(QUOTED TEXT):
Art + Research: In a state of emotions
A talk with artist Linnéa Sjöberg and the Network for the Study of Emotions on identity, power and the politics of emotions. The event is part of Accelerator’s Art + Research programme.
Emotions have historically been understood as opposed to rational thought and scientific knowledge, yet they are fundamental to our lived experience. Why do we feel the things we feel? How are our identities and sensibilities shaped and governed by systems of power? And how do we study and work with emotions? During this event, historian Annika Berg will give a brief introduction to the study of emotions and the Network for the Study of Emotions, and historian Sara Ekström will share her research on the Swedish national dress in a presentation titled Power, Sensibility and Identity. Politics of Emotion in the National Dress Reform of 1778. The presentation will be followed by a conversation between Sara Ekström and artist Linnéa Sjöberg—whose solo exhibition Out of Character is on view at Accelerator until 14 June—on topics such as national identity, romanticism, open-air museums and difficult emotions. The conversation will be moderated by Nike Stolpe Wikström.

(TASK DESCRIPTION):
According to the event description, who will moderate the conversation? None of the data is needed for this.

(RECORDED INFORMATION):

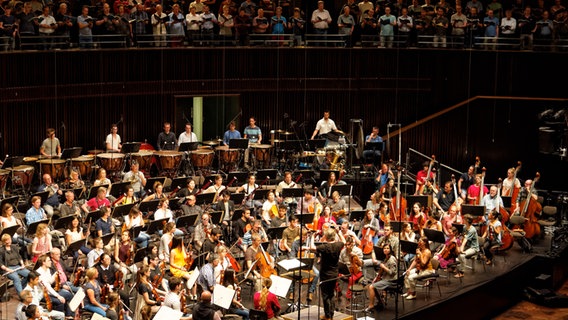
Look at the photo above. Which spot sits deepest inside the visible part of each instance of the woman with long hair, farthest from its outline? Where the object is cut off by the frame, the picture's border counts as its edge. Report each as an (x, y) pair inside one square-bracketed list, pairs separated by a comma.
[(267, 301)]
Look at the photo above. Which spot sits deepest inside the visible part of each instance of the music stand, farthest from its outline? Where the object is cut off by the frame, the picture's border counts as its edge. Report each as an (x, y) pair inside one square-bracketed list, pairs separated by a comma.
[(156, 225), (270, 173), (239, 175), (119, 188), (434, 235), (275, 233), (122, 210), (324, 174), (94, 189), (184, 222), (473, 210), (343, 189), (408, 246), (71, 153), (238, 144), (10, 230), (43, 195), (147, 206), (13, 162), (93, 215), (107, 237), (188, 146), (131, 147), (150, 182), (316, 144), (379, 254), (423, 200), (215, 217), (238, 197), (33, 226), (63, 222), (74, 247), (204, 198), (357, 215)]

(TASK SOLUTION):
Nike Stolpe Wikström